Home Opinion Press Releases A call to unite as the world marks International Anti-Corruption Day

A call to unite as the world marks International Anti-Corruption Day

International Anti Corruption Day
International Anti Corruption Day

In commemoration of this year’s International Anti-Corruption Day, Corruption Watch wishes to call attention to the need for unity of purpose on the political leadership front to optimize efforts at fighting corruption.

Indeed, the need for unity of purpose to confront the canker of corruption head-on at this time of our nation’s life cannot be overemphasized.

As we know, Ghana is faced with economic difficulty that can partly be attributed to the wastage of the nation’s resources through profligate expenditures. Therefore, it is apt that this year’s international anti-corruption day is being observed under the theme, “UNCAC at 20: Uniting the World Against Corruption.”

It must be noted that Ghana is a party to the United Nations Convention Against Corruption (UNCAC). Ghana signed the United Nations Convention against Corruption (UNCAC) on 9th December 2004 and ratified it on 16th December 2005. Ghana submitted its instrument of ratification to the Secretary-General of the United Nations on 24th June 2007.

In 2021, the Ghana Anti-Corruption Coalition (GACC) assessed that the ‘Status of implementation and enforcement in practice’ of UNCAC provisions in Chapter II (Prevention) & Chapter V (Asset Recovery) ranged from “poor” to “moderate”.

In this regard, Corruption Watch opines that state actors, especially government must lead all stakeholders to rally efforts towards demonstrating a better commitment to implementing and enforcing the provisions of the UNCAC to effectively combat corruption.

We make the following specific demands:

Political leadership

i. Political leaders on all sides of the political divide must unite and make a conscious effort to frontally deal with corruption.
ii. We urge parliament to conclude and release its report on the bipartisan investigation conducted into the procurement of covid-19 vaccines by the Ministry of Health.

iii. Political leaders must come together to deal with the issue of campaign finance and work at reducing the influence of money in our politics to arrest the deepening phenomenon of State capture by elite individuals including powerful politicians.

Institutional leadership

i. Institutional leadership is another key factor that must be strengthened in the fight against corruption.

ii. We cannot speak on this matter without commending the good works of the Special Prosecutor for taking up and showing interest in national issues such as the Labianca Case, the acquisition of national assets as


captured in the will of the late Kwadwo Owusu Afriyie, the bribery and corruption scandal which captured former minister of state at the Ministry of Finance, among others.

iii. We take this opportunity to call on other state institutions such as CHRAJ, EOCO, Auditor General, Internal Audit Agency, Public Accounts Committee, etc. to follow suit by working together to decisively make corruption an expensive venture.

### TO DO
(a) According to the press release, on what date did Ghana ratify the United Nations Convention Against Corruption?
(b) Transcribe the portion of the press release starting at "ii. We urge" and ending at "including powerful politicians.".
The items that follow are separate from the press release.

### STORED DATA
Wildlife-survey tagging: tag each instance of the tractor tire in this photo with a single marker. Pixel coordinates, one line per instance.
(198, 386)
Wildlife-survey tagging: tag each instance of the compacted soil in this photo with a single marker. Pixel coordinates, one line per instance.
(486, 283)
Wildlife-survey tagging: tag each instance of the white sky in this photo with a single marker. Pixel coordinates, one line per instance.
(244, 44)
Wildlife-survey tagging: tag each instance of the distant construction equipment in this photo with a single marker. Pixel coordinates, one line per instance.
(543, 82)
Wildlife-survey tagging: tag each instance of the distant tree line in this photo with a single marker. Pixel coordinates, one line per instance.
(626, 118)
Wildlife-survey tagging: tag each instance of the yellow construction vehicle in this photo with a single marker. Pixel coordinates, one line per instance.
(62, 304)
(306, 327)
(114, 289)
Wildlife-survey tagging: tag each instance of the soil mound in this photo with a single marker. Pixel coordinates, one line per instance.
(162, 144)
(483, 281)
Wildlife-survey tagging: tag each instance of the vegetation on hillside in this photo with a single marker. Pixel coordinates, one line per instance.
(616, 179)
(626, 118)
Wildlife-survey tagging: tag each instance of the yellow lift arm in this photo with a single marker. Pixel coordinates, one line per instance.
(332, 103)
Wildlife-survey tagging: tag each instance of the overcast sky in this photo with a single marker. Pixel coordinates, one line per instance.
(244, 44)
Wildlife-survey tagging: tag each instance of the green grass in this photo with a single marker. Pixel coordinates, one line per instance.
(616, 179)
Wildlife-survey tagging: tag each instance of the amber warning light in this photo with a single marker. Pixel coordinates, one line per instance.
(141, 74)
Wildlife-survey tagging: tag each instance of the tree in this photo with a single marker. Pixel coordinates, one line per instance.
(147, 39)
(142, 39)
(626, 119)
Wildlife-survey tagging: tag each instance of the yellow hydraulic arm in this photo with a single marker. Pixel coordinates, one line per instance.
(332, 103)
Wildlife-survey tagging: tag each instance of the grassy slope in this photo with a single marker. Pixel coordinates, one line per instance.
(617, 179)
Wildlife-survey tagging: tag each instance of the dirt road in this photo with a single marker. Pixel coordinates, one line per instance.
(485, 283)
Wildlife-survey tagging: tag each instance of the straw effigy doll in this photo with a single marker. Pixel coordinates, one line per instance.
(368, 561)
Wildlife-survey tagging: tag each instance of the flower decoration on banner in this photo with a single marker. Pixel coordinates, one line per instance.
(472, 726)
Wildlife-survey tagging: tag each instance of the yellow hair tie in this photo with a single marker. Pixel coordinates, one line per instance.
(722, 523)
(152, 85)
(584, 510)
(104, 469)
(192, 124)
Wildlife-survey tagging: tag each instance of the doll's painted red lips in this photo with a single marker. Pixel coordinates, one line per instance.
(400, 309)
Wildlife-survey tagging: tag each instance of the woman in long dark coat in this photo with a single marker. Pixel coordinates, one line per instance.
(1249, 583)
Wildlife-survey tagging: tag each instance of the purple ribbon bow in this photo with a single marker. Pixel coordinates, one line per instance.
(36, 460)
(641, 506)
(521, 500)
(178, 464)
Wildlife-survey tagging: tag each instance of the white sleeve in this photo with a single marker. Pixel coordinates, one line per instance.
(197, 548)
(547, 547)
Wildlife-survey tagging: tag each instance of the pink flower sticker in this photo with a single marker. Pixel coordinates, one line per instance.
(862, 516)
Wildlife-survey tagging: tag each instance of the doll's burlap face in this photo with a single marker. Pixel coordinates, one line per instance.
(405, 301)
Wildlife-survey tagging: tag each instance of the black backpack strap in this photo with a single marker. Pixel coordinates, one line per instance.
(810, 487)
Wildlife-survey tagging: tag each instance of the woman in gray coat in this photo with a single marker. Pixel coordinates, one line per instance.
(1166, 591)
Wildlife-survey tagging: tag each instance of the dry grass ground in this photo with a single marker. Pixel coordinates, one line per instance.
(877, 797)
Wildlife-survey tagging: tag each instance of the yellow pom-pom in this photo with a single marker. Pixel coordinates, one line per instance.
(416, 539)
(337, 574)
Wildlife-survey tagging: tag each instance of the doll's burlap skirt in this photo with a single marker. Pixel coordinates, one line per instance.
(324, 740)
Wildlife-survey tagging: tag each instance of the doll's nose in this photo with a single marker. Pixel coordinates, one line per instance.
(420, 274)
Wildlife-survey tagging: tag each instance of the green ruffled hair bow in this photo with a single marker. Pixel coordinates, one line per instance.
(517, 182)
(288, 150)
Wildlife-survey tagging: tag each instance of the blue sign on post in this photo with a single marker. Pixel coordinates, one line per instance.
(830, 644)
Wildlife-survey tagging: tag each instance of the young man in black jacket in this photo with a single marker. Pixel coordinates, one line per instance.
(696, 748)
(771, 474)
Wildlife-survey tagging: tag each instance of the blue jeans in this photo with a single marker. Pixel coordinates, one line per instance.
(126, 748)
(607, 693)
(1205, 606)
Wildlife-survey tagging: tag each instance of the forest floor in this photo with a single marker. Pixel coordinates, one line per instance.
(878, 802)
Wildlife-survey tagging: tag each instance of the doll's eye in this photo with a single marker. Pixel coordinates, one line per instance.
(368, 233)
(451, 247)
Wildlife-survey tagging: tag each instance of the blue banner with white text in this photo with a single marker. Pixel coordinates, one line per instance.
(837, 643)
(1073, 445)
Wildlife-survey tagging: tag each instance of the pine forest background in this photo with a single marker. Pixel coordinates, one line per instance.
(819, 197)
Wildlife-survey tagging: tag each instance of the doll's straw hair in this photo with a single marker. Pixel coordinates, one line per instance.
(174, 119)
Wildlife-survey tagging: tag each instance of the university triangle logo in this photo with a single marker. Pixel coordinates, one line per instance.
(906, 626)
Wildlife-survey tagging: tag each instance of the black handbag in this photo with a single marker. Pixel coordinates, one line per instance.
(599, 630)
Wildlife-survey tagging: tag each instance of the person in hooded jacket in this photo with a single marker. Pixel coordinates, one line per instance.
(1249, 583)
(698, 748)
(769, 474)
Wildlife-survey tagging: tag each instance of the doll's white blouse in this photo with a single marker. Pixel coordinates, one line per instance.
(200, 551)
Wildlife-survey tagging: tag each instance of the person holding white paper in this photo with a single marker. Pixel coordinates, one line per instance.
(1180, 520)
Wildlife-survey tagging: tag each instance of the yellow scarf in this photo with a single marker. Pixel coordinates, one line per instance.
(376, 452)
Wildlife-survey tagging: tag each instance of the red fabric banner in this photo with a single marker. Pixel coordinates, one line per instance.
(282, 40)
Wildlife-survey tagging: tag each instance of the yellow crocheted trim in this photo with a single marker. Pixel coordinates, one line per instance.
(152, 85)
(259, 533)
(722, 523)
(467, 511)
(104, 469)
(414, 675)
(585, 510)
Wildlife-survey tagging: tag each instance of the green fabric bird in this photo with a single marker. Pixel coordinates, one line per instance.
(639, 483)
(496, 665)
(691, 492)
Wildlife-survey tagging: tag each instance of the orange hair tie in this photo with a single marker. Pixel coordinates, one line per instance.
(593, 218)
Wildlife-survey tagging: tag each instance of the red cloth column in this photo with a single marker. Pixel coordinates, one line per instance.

### ANSWERS TO THE PROBLEMS
(a) Ghana ratified it on 16th December 2005.

(b)
ii. We urge parliament to conclude and release its report on the bipartisan investigation conducted into the procurement of covid-19 vaccines by the Ministry of Health.

iii. Political leaders must come together to deal with the issue of campaign finance and work at reducing the influence of money in our politics to arrest the deepening phenomenon of State capture by elite individuals including powerful politicians.